Records shown:

________________

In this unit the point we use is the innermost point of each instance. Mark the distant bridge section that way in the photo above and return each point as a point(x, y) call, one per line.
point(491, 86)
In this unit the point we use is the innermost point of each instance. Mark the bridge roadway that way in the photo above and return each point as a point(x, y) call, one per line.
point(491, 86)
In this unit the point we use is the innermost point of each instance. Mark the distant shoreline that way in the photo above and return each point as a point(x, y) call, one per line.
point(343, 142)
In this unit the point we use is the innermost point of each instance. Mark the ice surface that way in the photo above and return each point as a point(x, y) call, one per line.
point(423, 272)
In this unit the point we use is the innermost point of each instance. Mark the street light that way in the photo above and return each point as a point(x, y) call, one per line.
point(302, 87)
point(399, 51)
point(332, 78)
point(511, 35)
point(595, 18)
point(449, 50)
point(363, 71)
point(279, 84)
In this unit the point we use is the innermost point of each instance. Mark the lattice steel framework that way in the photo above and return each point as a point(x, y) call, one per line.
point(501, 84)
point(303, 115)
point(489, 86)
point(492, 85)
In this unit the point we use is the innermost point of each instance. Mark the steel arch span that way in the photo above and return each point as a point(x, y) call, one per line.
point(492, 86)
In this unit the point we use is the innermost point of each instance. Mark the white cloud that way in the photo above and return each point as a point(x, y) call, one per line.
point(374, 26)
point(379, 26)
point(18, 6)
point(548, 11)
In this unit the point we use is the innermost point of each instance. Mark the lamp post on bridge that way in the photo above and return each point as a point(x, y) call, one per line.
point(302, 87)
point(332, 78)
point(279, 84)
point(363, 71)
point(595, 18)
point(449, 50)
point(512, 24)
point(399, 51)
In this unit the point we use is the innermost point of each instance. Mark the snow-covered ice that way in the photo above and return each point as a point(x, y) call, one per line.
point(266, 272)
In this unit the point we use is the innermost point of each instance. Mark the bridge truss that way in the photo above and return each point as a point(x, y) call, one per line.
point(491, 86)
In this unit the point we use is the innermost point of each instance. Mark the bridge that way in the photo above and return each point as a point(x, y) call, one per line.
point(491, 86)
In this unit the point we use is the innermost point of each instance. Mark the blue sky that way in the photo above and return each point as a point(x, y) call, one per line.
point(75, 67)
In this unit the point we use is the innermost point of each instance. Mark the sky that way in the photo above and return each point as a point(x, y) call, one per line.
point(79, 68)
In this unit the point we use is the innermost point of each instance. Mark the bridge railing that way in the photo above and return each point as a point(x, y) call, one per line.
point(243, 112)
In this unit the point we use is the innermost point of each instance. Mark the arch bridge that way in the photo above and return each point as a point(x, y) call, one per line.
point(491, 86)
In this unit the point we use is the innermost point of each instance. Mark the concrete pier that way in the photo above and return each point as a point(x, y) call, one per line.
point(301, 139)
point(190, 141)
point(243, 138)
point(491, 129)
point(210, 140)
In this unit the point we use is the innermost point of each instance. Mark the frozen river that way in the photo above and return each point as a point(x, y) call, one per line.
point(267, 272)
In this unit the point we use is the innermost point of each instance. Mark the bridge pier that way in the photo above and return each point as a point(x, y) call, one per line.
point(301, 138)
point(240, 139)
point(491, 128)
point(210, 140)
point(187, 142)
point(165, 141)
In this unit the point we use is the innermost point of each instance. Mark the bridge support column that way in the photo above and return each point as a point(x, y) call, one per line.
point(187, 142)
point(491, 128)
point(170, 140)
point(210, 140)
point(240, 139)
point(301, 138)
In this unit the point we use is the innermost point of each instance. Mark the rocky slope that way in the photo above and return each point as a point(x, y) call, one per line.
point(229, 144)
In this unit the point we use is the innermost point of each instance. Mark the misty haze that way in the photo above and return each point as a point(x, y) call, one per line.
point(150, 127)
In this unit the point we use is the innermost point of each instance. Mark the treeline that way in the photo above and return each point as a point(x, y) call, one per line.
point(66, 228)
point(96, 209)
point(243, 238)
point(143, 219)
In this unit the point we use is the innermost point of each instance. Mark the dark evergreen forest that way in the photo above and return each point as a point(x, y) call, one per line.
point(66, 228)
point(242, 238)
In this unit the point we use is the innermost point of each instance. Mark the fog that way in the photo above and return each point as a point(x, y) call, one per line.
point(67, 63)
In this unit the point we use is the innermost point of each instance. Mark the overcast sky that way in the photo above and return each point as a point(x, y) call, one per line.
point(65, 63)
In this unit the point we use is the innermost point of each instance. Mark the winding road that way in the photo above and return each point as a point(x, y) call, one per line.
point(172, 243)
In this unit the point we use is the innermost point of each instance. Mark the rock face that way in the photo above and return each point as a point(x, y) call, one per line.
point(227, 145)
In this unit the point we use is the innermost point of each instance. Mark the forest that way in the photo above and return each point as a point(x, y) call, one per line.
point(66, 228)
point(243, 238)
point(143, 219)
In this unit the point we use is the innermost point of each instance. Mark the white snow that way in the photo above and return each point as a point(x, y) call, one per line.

________________

Task brief: Starting at the line that contains "the rock face", output each remaining line of the listing, the last line included, exactly as it appears.

Correct response:
In this unit the point we use is the innermost point of each instance. Mark the rock face that way in the photo above and return each point as a point(x, y) call, one per line.
point(227, 145)
In this unit the point we use is the innermost point of each instance. Mark the forest that way in the photo above and return each point as a point(x, y) call, one per line.
point(66, 228)
point(243, 238)
point(143, 219)
In this unit the point we use is the innermost point of each instance. Mark the white snow that way in the photo above and return each point as a point(x, y) call, one per line.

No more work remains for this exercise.